= Task details =
Print every record exactly, omitting none.

= Data excerpts =

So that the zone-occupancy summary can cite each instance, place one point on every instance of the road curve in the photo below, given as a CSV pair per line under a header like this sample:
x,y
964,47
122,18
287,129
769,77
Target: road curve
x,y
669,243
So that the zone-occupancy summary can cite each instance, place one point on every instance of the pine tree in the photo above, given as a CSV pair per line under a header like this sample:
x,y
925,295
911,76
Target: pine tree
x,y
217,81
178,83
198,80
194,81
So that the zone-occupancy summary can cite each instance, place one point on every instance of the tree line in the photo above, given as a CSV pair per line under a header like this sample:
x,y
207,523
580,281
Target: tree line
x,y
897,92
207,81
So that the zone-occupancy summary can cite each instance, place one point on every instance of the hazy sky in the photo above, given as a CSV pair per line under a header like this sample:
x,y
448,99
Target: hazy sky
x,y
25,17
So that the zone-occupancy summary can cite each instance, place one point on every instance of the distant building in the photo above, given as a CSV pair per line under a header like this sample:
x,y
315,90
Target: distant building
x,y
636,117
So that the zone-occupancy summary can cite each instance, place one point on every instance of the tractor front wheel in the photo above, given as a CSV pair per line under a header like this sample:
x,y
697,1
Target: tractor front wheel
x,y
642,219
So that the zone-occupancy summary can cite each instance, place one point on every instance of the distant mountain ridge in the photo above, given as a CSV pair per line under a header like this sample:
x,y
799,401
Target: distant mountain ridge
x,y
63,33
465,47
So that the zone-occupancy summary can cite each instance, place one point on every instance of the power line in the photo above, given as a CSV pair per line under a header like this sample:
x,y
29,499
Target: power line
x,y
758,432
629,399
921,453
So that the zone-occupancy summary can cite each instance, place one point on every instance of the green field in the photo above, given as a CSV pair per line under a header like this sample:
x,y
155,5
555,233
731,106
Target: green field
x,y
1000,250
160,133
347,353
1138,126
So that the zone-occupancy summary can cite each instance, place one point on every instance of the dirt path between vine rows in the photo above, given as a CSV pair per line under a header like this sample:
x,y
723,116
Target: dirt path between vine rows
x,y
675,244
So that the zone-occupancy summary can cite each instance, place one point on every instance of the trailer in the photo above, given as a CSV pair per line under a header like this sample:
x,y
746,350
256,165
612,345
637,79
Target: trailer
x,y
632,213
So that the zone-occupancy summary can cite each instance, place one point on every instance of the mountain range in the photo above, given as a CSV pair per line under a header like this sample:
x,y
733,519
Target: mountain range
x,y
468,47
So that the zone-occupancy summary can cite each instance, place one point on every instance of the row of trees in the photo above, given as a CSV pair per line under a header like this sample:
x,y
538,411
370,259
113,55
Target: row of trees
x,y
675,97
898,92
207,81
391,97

= Task output =
So that the zone-occupancy summary can cite each instance, place one point on every instance of the road curve in the photo below, given as a CSV pair per line under a header like this sample:
x,y
964,47
122,18
287,129
769,77
Target: road curve
x,y
669,243
So that the zone-occupancy summary can cite each instance, place one point on every instance of the pine tree in the photo above, given as a CSV pair per line under a header like this sample:
x,y
925,295
911,76
Target: pine tree
x,y
217,81
178,83
198,80
194,81
So that the zone-occupancy summary can cite each instance, place one point on every instance of the tree line in the photo above, given as a CSV pair per line under a header like this sample:
x,y
207,523
580,281
Target: tree line
x,y
897,92
207,81
So that the zone-occupancy summary can cite each instance, place one point on every instance of the hazy sky in the photo above, given as a CSV pair per line under a header like this sample:
x,y
448,99
Target: hazy sky
x,y
25,17
So that the zone-occupancy summary can cite each instance, place one point on every instance of the distant building in the photo above, given as a CSV pair per line under a header like this sample:
x,y
315,90
Target: distant building
x,y
636,117
So that the zone-occupancy summary can cite each instance, place one point on every instance of the tractor front wheel in the photo above, given as a CSV pair per line under a header like this sample:
x,y
697,1
Target: tractor front wheel
x,y
642,219
So that the zone-occupancy summary can cite each instance, place one point on every instance of the distant mountain ridge in the photo above, given as a CSV pair per line under a header like this sample:
x,y
799,401
Target: distant mountain ridge
x,y
63,33
465,47
So that the zone-occupancy summary can cite each instance, place one point on every instance of the power line in the photo above, given as a CSV pair per line under a header like this sample:
x,y
29,499
Target: power line
x,y
758,432
629,399
921,453
So that the zone-occupancy summary can cite each instance, place one point on every instance of the green field in the photo above, given as a CSV pair per line under a header like this sample:
x,y
155,5
555,233
731,106
Target: green field
x,y
1000,250
160,133
347,353
1138,126
So that the zone-occupancy summary can cite each instance, place one point on every instance of the dirt path between vine rows in the photo above, given as a CSV pair per line under a header like this sample:
x,y
723,116
Target: dirt path between vine rows
x,y
675,244
So that the zone-occupancy summary can cite each instance, place one point on every instance of the trailer in the photo above, given as a CSV pair per line under a header like this sample:
x,y
746,350
256,165
612,345
637,79
Target: trailer
x,y
632,213
So that the zone-occupancy summary can cite each instance, place one point on every instance of the mountain range in the photo above, given as a CSV pair per line under a header like this sample:
x,y
733,519
Target: mountain range
x,y
468,47
So that the zone-occupancy summary can cite each instance, place one point on every instance of the row of trees in the photo above, given as a CSV pair per line under a header like this sample:
x,y
538,411
370,259
113,55
Target: row of trees
x,y
675,97
898,92
207,81
391,97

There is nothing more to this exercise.